Task to complete
Each line from the one containing "Q: In the photo above, mark the pedestrian" through the end of the data below is to be output verbatim, with no lines added or left out.

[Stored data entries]
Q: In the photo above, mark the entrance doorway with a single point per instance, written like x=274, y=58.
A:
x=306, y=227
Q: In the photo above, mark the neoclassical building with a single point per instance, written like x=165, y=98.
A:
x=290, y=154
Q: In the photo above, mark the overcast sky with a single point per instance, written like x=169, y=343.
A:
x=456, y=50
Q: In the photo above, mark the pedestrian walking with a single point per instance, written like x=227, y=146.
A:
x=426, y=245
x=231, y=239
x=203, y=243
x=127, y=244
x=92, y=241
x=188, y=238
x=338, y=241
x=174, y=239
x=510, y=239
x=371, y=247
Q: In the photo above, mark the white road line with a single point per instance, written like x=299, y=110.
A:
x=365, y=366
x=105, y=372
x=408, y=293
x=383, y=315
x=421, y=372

Written reply
Q: In the photo above, mark the pedestrian walking with a single point per instance, written like x=227, y=146.
A:
x=426, y=245
x=231, y=239
x=203, y=243
x=127, y=244
x=92, y=241
x=188, y=238
x=338, y=241
x=174, y=239
x=510, y=239
x=371, y=247
Q: In the photo above, mark the white road line with a single point per instance, written like x=299, y=110.
A:
x=365, y=366
x=105, y=372
x=408, y=293
x=383, y=315
x=421, y=372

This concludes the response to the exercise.